SOURCE DATA: Begin

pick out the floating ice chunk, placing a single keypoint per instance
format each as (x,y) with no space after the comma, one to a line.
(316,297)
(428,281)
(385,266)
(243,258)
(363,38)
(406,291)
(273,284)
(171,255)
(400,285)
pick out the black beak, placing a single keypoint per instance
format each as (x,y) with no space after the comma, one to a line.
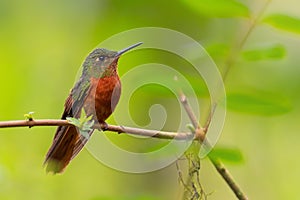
(127,49)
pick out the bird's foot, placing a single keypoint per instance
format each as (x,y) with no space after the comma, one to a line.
(104,126)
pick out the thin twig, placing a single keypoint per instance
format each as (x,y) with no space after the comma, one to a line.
(218,164)
(229,179)
(113,128)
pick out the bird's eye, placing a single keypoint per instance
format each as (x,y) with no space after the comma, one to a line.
(101,58)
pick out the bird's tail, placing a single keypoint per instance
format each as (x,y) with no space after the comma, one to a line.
(66,144)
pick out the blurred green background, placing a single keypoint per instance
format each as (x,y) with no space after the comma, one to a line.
(43,43)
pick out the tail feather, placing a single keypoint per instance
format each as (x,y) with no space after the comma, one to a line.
(62,148)
(66,145)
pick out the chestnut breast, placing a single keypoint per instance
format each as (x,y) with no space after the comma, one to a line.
(103,97)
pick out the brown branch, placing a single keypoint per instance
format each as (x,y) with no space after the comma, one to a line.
(217,163)
(229,179)
(113,128)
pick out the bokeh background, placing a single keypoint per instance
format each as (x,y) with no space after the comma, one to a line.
(43,43)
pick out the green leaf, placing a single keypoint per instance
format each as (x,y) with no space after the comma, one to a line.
(228,154)
(219,8)
(218,50)
(258,103)
(274,52)
(284,22)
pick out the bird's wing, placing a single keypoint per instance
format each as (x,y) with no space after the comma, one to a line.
(66,138)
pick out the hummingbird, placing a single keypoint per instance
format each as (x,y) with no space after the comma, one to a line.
(97,92)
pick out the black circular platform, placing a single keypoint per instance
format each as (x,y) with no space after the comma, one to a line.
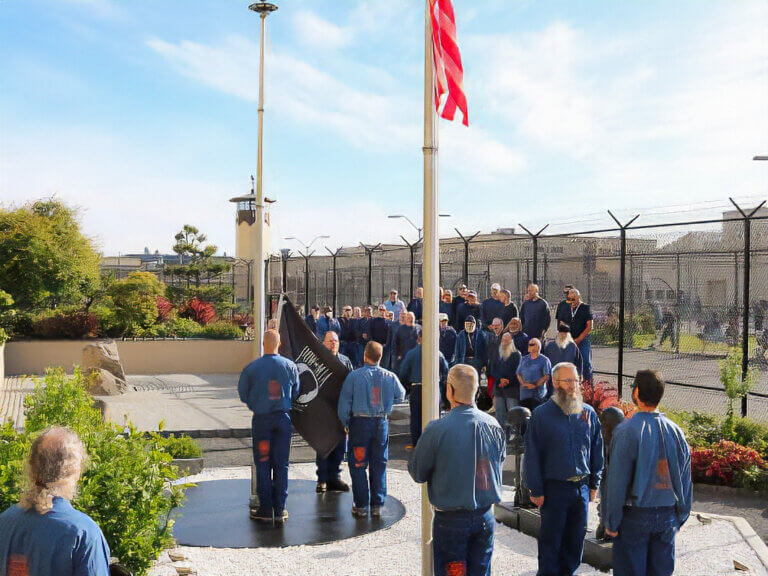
(216,514)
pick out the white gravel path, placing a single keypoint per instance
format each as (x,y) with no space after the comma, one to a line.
(702,549)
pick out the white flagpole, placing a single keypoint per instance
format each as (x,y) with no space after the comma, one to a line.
(431,274)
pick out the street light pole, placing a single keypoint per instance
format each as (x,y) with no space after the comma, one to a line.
(263,9)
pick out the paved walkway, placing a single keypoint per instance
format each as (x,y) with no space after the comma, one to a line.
(706,548)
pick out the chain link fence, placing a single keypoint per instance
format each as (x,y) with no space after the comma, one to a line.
(685,302)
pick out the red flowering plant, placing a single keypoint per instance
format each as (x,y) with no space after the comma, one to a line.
(602,395)
(724,463)
(198,310)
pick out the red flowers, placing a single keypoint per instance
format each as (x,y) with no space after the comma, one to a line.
(723,462)
(602,395)
(200,311)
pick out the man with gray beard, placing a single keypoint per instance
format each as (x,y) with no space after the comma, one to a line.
(562,468)
(562,349)
(506,392)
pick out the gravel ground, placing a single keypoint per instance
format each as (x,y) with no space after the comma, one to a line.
(703,549)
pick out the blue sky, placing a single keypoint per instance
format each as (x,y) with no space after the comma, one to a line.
(144,113)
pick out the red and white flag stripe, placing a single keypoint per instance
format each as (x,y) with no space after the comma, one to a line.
(449,73)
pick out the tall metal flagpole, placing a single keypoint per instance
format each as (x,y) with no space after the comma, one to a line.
(430,340)
(262,8)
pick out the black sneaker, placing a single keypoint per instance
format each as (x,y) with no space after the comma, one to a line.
(337,485)
(359,512)
(261,515)
(281,517)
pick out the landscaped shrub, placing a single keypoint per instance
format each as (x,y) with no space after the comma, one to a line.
(242,319)
(602,395)
(222,331)
(181,446)
(725,463)
(69,325)
(183,328)
(198,310)
(164,308)
(135,299)
(701,430)
(126,487)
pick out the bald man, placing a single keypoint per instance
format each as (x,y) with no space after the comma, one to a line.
(44,534)
(268,385)
(459,457)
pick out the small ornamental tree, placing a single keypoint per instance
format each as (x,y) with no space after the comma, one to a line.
(6,301)
(735,387)
(45,259)
(135,299)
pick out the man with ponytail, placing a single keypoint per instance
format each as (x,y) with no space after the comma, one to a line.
(44,535)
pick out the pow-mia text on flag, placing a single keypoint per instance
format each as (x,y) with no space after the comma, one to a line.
(321,376)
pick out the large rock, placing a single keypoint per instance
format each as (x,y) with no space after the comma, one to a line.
(102,361)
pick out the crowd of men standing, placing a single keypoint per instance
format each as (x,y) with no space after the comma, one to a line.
(647,492)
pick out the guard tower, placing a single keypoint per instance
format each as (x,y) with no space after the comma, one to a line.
(244,221)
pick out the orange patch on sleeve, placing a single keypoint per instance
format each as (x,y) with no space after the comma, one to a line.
(263,450)
(17,565)
(458,568)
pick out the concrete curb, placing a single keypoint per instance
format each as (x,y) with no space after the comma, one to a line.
(748,533)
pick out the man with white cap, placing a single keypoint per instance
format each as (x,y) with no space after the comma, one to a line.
(447,338)
(395,305)
(492,307)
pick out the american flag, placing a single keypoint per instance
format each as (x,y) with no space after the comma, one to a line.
(449,73)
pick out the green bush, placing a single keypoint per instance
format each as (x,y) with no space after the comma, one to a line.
(222,331)
(178,446)
(135,299)
(126,487)
(182,328)
(752,434)
(701,430)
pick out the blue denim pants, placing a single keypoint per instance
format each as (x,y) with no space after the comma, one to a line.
(563,527)
(585,348)
(330,468)
(414,401)
(646,542)
(368,449)
(462,542)
(271,451)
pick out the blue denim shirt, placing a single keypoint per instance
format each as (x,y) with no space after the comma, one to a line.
(460,456)
(325,324)
(560,446)
(410,369)
(269,384)
(369,391)
(62,542)
(646,472)
(532,370)
(535,316)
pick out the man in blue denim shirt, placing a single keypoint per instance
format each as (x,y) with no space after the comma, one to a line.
(648,494)
(410,376)
(329,468)
(268,385)
(562,467)
(533,373)
(460,457)
(44,535)
(365,402)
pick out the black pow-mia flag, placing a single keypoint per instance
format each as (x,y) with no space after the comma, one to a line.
(321,376)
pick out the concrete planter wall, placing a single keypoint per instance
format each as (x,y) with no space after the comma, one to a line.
(137,357)
(189,466)
(2,365)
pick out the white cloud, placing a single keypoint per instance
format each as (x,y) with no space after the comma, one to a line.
(317,33)
(382,118)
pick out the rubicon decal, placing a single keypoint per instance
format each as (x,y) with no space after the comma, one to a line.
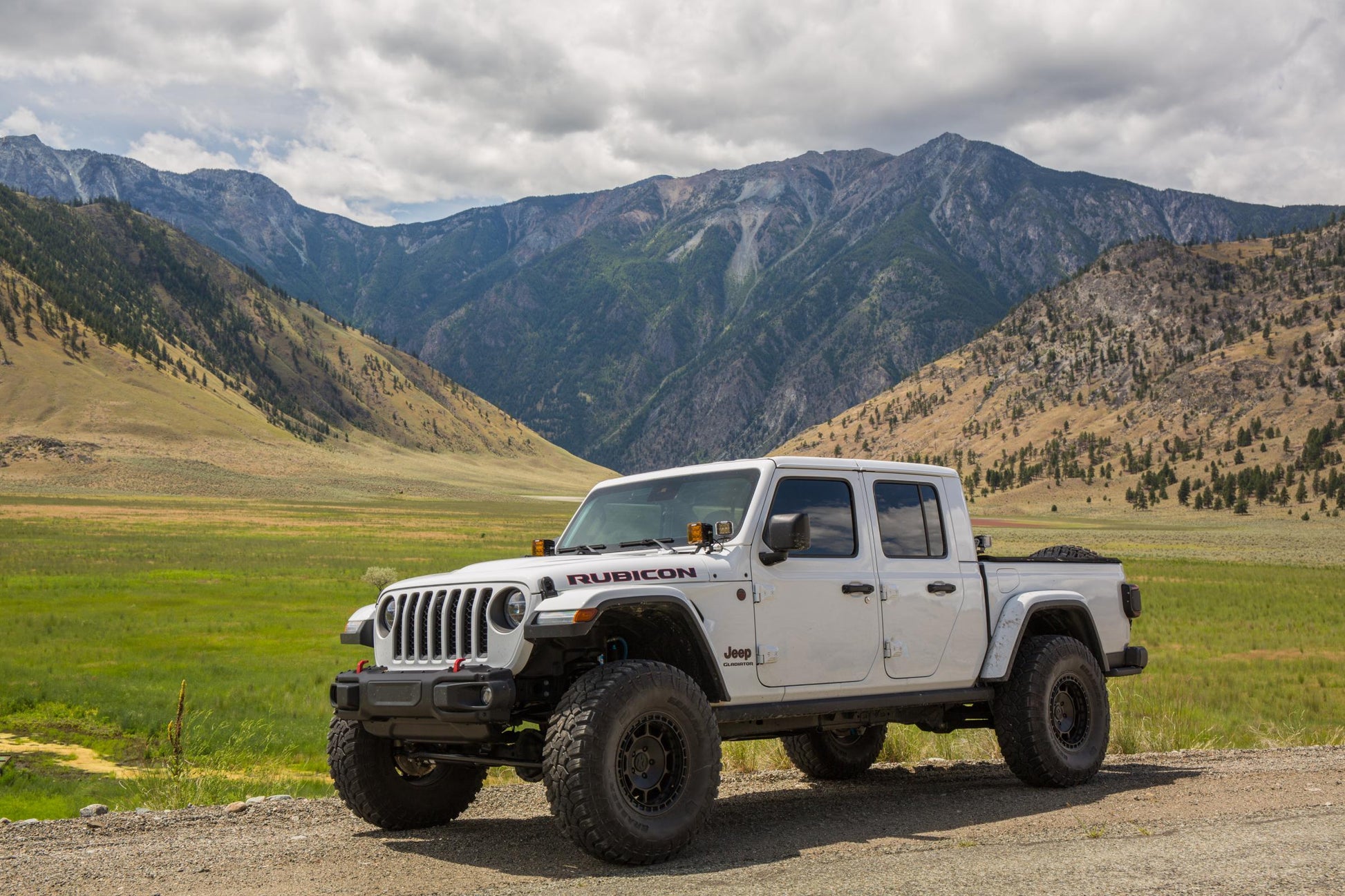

SOURCE DATA: End

WHAT YOU WILL DO: Find each line in the records above that contains "black", and copy it.

WRITTEN SOLUTION:
pick out the black beak, placing a single keypoint per instance
pick out the black circular platform, placing a single keypoint per instance
pick out the black sneaker, placing a single keypoint per instance
pick out the black pow-mia flag, placing a single keypoint per instance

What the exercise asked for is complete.